Pointing data:
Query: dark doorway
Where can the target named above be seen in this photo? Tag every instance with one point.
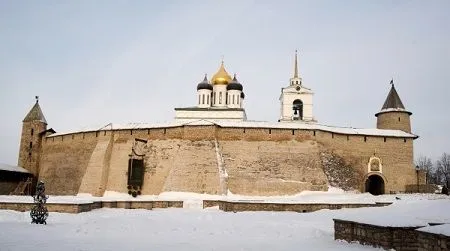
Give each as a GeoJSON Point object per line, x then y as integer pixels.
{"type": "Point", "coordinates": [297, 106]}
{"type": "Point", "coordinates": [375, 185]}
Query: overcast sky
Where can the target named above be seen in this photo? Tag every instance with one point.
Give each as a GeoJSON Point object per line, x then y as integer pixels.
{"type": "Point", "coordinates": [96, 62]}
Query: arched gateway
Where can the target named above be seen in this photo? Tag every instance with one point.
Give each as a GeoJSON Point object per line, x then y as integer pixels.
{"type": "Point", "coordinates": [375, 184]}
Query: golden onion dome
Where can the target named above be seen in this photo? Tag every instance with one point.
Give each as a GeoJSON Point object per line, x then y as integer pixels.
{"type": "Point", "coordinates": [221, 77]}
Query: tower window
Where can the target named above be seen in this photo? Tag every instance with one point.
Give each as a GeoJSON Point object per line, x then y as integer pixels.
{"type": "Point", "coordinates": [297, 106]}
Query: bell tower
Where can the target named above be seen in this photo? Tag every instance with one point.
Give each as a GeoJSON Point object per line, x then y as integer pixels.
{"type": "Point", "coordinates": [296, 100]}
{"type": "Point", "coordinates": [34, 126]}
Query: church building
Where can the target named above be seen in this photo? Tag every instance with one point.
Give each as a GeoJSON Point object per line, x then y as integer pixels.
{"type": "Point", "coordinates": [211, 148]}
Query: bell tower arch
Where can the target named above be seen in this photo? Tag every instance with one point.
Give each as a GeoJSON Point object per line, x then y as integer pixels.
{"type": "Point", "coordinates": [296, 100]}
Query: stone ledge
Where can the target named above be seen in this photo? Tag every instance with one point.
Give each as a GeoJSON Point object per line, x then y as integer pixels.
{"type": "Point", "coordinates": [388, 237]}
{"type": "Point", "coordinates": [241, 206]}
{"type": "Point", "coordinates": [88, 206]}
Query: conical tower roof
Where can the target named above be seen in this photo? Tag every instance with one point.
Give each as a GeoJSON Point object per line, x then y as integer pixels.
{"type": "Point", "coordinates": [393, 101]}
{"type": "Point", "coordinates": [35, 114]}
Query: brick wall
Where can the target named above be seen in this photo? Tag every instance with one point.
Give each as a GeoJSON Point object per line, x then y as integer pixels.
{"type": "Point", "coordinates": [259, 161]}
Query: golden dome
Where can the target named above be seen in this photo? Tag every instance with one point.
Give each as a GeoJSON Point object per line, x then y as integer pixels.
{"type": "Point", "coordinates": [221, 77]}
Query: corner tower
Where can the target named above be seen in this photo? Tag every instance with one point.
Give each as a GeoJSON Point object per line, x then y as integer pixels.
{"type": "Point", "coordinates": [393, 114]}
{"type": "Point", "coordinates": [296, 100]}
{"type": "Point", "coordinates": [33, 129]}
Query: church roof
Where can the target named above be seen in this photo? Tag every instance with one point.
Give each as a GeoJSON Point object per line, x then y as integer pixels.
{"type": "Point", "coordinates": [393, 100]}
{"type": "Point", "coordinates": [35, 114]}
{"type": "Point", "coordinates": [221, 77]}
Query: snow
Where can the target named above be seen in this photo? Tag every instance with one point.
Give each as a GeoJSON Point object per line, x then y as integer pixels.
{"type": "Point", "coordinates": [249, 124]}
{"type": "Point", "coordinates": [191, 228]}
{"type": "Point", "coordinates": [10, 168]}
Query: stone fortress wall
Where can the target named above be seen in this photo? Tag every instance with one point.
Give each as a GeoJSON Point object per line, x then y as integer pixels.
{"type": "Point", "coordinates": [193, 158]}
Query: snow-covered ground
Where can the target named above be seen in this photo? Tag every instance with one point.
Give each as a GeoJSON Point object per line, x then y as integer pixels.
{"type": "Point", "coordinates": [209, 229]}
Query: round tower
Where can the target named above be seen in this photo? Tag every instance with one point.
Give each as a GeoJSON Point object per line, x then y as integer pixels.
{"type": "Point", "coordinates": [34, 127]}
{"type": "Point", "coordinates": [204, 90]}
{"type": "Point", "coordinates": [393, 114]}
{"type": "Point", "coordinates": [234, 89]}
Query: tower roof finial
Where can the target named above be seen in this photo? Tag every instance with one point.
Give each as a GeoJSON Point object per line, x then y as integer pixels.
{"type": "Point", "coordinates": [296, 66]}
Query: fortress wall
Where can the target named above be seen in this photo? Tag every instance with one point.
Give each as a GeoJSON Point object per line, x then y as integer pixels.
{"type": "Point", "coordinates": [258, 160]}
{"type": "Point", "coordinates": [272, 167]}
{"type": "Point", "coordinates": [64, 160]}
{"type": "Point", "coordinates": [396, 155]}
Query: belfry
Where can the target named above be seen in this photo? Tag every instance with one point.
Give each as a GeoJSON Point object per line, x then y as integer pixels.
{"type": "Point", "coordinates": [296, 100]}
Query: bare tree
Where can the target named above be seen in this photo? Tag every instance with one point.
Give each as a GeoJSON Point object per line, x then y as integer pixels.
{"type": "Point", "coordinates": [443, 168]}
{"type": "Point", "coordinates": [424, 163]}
...
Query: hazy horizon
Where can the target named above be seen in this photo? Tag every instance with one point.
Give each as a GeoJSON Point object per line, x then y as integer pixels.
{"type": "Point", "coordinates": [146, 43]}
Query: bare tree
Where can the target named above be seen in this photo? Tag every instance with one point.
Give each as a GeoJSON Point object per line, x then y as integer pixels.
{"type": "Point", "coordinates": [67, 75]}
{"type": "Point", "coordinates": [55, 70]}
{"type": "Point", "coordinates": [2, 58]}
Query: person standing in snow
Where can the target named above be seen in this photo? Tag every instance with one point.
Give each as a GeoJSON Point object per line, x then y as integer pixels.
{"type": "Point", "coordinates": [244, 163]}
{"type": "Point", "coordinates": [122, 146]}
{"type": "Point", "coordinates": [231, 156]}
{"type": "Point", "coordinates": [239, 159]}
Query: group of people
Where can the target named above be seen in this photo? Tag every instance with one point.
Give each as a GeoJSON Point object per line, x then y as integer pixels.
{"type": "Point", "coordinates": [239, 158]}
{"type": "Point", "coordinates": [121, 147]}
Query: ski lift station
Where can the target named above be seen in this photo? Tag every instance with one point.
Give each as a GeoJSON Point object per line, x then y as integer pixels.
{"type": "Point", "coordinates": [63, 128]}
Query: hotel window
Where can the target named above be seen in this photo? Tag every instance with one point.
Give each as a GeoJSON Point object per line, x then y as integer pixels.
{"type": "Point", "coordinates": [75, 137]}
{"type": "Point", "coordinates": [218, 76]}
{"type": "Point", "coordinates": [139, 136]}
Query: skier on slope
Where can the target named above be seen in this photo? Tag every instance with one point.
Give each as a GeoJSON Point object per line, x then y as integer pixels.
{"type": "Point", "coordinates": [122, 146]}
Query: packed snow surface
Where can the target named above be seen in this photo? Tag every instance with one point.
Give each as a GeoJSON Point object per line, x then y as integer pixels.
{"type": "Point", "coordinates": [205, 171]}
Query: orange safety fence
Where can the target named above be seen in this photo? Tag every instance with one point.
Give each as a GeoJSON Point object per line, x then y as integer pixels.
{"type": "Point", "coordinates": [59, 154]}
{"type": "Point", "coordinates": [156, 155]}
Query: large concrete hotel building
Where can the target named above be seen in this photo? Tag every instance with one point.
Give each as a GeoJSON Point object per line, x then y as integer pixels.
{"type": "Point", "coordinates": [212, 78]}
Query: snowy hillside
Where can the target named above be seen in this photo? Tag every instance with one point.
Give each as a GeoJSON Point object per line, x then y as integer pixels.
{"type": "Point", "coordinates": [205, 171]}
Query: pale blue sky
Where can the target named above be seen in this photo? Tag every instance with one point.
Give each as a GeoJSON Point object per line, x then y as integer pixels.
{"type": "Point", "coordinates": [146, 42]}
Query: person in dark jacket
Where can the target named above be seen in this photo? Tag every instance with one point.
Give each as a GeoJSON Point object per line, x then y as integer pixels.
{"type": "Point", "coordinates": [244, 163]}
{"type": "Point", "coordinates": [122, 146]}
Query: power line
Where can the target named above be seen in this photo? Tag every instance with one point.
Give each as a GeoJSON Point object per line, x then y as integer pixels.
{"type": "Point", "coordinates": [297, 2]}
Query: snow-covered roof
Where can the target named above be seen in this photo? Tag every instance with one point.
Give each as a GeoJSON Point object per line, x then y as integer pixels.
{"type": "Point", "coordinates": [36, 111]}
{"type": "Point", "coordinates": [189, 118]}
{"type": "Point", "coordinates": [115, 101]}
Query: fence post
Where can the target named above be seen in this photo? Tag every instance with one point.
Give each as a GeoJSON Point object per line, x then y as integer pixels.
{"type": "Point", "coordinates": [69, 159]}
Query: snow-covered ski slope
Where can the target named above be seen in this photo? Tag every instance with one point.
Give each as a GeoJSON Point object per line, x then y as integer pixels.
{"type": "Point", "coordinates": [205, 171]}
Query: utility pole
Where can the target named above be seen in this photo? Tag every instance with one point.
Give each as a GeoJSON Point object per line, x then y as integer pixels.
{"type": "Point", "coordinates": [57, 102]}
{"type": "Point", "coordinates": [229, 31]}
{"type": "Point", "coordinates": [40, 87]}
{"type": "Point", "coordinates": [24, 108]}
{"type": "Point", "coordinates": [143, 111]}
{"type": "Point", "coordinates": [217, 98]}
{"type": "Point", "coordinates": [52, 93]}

**EXERCISE BRIEF:** List each line of the data above that contains the string "person". Matching is case-sensitive.

**SOLVED EXERCISE:**
Query: person standing in snow
Query: person in dark jacket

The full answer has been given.